Directive :: Reproduce the listing below line for line, without changing anything, and leave out the pictures.

Exercise material ::
━━━━━━━━
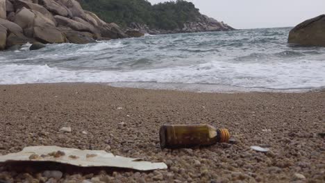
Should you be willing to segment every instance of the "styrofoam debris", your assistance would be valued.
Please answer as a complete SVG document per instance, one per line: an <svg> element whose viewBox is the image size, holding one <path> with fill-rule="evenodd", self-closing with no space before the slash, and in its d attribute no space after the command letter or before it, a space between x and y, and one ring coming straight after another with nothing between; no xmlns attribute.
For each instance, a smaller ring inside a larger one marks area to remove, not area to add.
<svg viewBox="0 0 325 183"><path fill-rule="evenodd" d="M252 150L255 150L256 151L263 152L266 152L269 150L269 148L261 148L260 146L251 146L251 148Z"/></svg>
<svg viewBox="0 0 325 183"><path fill-rule="evenodd" d="M21 152L0 156L0 164L27 161L43 162L44 164L58 162L80 167L116 167L144 171L167 168L165 163L138 160L138 158L115 156L105 150L81 150L58 146L26 147Z"/></svg>

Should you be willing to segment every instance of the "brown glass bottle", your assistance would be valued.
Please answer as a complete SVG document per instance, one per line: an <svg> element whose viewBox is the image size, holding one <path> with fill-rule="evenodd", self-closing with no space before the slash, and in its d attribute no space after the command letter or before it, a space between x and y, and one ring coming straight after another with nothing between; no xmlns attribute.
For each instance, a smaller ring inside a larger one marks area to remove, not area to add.
<svg viewBox="0 0 325 183"><path fill-rule="evenodd" d="M161 148L181 148L210 146L228 142L226 129L216 129L210 125L165 125L159 132Z"/></svg>

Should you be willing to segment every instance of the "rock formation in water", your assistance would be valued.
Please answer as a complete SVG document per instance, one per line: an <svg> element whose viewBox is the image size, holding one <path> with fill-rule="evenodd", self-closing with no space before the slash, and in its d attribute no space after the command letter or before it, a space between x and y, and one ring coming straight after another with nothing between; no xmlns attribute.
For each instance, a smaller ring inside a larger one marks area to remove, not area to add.
<svg viewBox="0 0 325 183"><path fill-rule="evenodd" d="M83 10L76 0L0 0L0 50L35 42L85 44L134 33Z"/></svg>
<svg viewBox="0 0 325 183"><path fill-rule="evenodd" d="M325 15L295 26L289 33L288 42L301 46L325 46Z"/></svg>

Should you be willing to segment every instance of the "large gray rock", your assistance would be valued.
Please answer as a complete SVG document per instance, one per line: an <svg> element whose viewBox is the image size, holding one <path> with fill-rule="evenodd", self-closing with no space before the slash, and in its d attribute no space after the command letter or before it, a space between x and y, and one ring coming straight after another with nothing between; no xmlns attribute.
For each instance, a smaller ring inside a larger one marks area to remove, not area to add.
━━━━━━━━
Complete output ::
Should you be willing to segment every instance of the "styrofoam debris", your assistance would be valued.
Please answer as a complete SVG document per instance, one per line: an <svg> element whose viewBox is the image size, holding one <path> with fill-rule="evenodd", self-closing with no space before the slash, and in its d attribute no space after the command letter or before it, a space between x and y, and one ring coming straight after another with nothing between; no xmlns attribute.
For each instance, a smaller ring inside a larger one marks area to remove, not area to add.
<svg viewBox="0 0 325 183"><path fill-rule="evenodd" d="M252 150L255 150L256 151L263 152L266 152L269 150L269 148L261 148L260 146L251 146L251 148Z"/></svg>
<svg viewBox="0 0 325 183"><path fill-rule="evenodd" d="M21 152L0 156L0 164L27 161L43 162L44 164L58 162L80 167L116 167L144 171L167 168L165 163L138 160L138 158L115 156L105 150L81 150L58 146L26 147Z"/></svg>

Should you be willing to segment every instance of the "brown glass bottle", your assistance would be valued.
Please answer as a complete SVG document per instance, one per line: an <svg> element whose viewBox is the image size, holding one <path> with fill-rule="evenodd", self-closing with no space before the slash, and in its d attribute no space after the command letter or before it, a space between x and y, and one ring coming straight after another with nothing between; no xmlns attribute.
For each instance, a smaller ring inside a larger one marks area to remove, not area to add.
<svg viewBox="0 0 325 183"><path fill-rule="evenodd" d="M161 148L181 148L210 146L228 142L226 129L216 129L210 125L165 125L159 132Z"/></svg>

Should you be willing to segment every instance of the "rock formation in water", your assistance would be valued.
Please answer as a complete SVG document per instance, one per line: an <svg> element whose viewBox is the image size, holding one <path> with fill-rule="evenodd", self-closing with no space before the slash, and in its d attribute no space after the command letter or before it, a space between x and y, and one ring coming straight after another with nothing between; no xmlns attribute.
For each instance, a smaller ring inside a larger one marks area to remove, not area to add.
<svg viewBox="0 0 325 183"><path fill-rule="evenodd" d="M83 10L76 0L0 0L0 50L35 42L85 44L134 33Z"/></svg>
<svg viewBox="0 0 325 183"><path fill-rule="evenodd" d="M325 15L295 26L289 33L288 42L301 46L325 46Z"/></svg>

Should you be willing to segment every instance of the "large gray rock", your assistance would be valued.
Please answer as a complete SVG document per instance, one per line: an <svg> element whose viewBox is the image size, holding one <path> with fill-rule="evenodd", self-closing with no space before the slash, and in its d attribute no space after the command letter or before it, a space between x and y, and one ring coming straight after another with nothing between; no xmlns attribute.
For each instance, a smaller ring inside a larger one marks area to remove, not area to add.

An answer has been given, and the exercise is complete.